— begin Given entries —
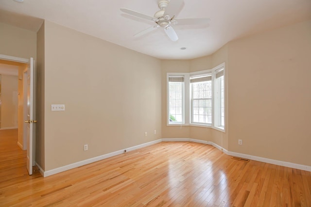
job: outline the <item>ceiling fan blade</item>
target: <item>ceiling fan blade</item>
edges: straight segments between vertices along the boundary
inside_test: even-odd
[[[164,28],[164,31],[172,41],[175,42],[178,40],[178,37],[173,27],[169,26]]]
[[[175,20],[178,22],[176,25],[207,24],[210,21],[210,19],[207,18],[185,18]]]
[[[167,8],[165,9],[164,14],[169,15],[171,18],[176,16],[184,5],[184,0],[171,0]]]
[[[125,13],[128,14],[129,15],[133,15],[133,16],[137,16],[140,18],[142,18],[143,19],[146,19],[153,21],[153,19],[155,18],[155,17],[154,17],[153,16],[148,16],[148,15],[146,15],[139,12],[135,12],[135,11],[126,9],[126,8],[120,8],[120,10]]]
[[[138,32],[137,34],[134,35],[134,37],[139,37],[140,36],[143,35],[144,34],[146,34],[151,31],[153,31],[156,30],[156,29],[158,28],[159,27],[160,27],[160,26],[157,25],[154,27],[149,27],[148,28],[147,28],[145,30],[143,30],[141,32]]]

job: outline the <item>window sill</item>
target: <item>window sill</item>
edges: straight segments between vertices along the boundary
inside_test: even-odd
— end Given entries —
--- Stated problem ---
Reproduce all of the material above line for line without changing anything, leaving out the pictures.

--- Worked answer ---
job: outline the <item>ceiling fan blade</item>
target: <item>ceiling fan blade</item>
edges: straight segments between vertices along the boundary
inside_test: even-odd
[[[164,28],[164,31],[172,41],[175,42],[178,40],[178,37],[173,27],[169,26]]]
[[[175,20],[178,22],[176,25],[207,24],[210,21],[210,19],[207,18],[185,18]]]
[[[167,8],[165,9],[164,14],[169,15],[171,18],[176,16],[184,5],[184,0],[171,0]]]
[[[125,13],[128,14],[129,15],[133,15],[133,16],[137,16],[140,18],[142,18],[143,19],[146,19],[153,21],[153,19],[155,18],[155,17],[154,17],[153,16],[148,16],[148,15],[146,15],[139,12],[135,12],[135,11],[126,9],[126,8],[120,8],[120,10]]]
[[[138,32],[137,34],[134,35],[134,37],[139,37],[140,36],[143,35],[144,34],[146,34],[151,31],[153,31],[156,30],[156,29],[158,28],[159,27],[160,27],[160,26],[157,25],[154,27],[149,27],[148,28],[147,28],[145,30],[143,30],[141,32]]]

job: outline the <item>window sill</item>
target: <item>window sill</item>
edges: straight segments between vertices along the boundary
inside_test: even-odd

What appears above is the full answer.